# INSTRUCTIONS TO FOLLOW:
Leaving nothing out, print each line of the material exactly.

--*--

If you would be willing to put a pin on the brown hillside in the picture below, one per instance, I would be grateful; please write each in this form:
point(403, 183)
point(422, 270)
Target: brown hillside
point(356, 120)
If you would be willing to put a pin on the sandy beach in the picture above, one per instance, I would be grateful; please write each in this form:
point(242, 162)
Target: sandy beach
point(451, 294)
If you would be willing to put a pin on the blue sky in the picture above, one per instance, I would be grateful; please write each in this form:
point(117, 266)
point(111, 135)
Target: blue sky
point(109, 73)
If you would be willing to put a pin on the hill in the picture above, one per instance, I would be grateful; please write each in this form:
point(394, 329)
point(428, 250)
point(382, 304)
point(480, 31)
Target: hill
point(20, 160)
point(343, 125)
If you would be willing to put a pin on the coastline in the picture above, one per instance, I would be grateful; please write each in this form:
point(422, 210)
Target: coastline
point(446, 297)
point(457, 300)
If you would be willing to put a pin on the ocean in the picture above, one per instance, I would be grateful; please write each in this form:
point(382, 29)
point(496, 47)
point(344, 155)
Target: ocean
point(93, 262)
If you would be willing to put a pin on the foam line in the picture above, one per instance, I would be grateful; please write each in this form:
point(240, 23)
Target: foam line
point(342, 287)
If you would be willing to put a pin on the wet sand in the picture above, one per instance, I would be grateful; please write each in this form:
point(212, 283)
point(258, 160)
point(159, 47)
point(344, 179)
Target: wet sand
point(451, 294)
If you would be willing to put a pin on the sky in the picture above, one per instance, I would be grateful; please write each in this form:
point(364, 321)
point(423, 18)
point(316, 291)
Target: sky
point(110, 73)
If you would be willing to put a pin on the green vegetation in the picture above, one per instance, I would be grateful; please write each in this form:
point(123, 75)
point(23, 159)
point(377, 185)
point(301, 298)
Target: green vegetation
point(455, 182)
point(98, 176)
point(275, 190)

--*--

# RESPONSE TO THIS TASK:
If you would be willing to put a pin on the brown hillside in the picture below, one per instance, I would be grateful; please write each in this form:
point(403, 183)
point(422, 270)
Target: brown hillside
point(356, 120)
If you would be willing to put a pin on the sandy beach in the picture above, one per instance, I would be grateful; please write each in this form:
point(242, 162)
Target: sandy beach
point(451, 294)
If you would be willing to put a pin on the blue sky in the picture above, one per instance, I would be grateful; please write each in this form:
point(117, 266)
point(111, 135)
Target: blue sky
point(109, 73)
If you would be willing to put a pin on the hill in the picture above, one per instance, I would be grateful; please write each in this form:
point(394, 329)
point(428, 250)
point(382, 304)
point(480, 31)
Target: hill
point(20, 160)
point(343, 125)
If you would be willing to put a pin on the coastline in the picture above, one per instance, I would be grateful; please write each in this form:
point(422, 210)
Target: coastline
point(446, 297)
point(457, 300)
If you would be willing to put a pin on the ocean in the picture above, one per instance, I would be grateful; please write each in this form:
point(382, 29)
point(496, 47)
point(344, 155)
Target: ocean
point(93, 262)
If you would be willing to put a pin on the foam line in the picture above, one per instance, I would be grateful; please write each in this form:
point(240, 23)
Target: foam line
point(342, 287)
If you would be willing to put a pin on the wet sand in the picture above, one per instance, I would be grateful; please write each in this form:
point(212, 283)
point(258, 160)
point(159, 47)
point(344, 179)
Target: wet sand
point(451, 294)
If you would be willing to put a pin on the sky in the picture above, one per instance, I would be grateful; please write each in this form:
point(364, 321)
point(423, 18)
point(316, 291)
Target: sky
point(110, 73)
If you would be willing to put a pin on the green vegetation in the picture above, one per instance, I would be grateful; please write each in this form:
point(123, 75)
point(23, 159)
point(377, 185)
point(301, 298)
Target: green vegetation
point(455, 182)
point(98, 176)
point(275, 190)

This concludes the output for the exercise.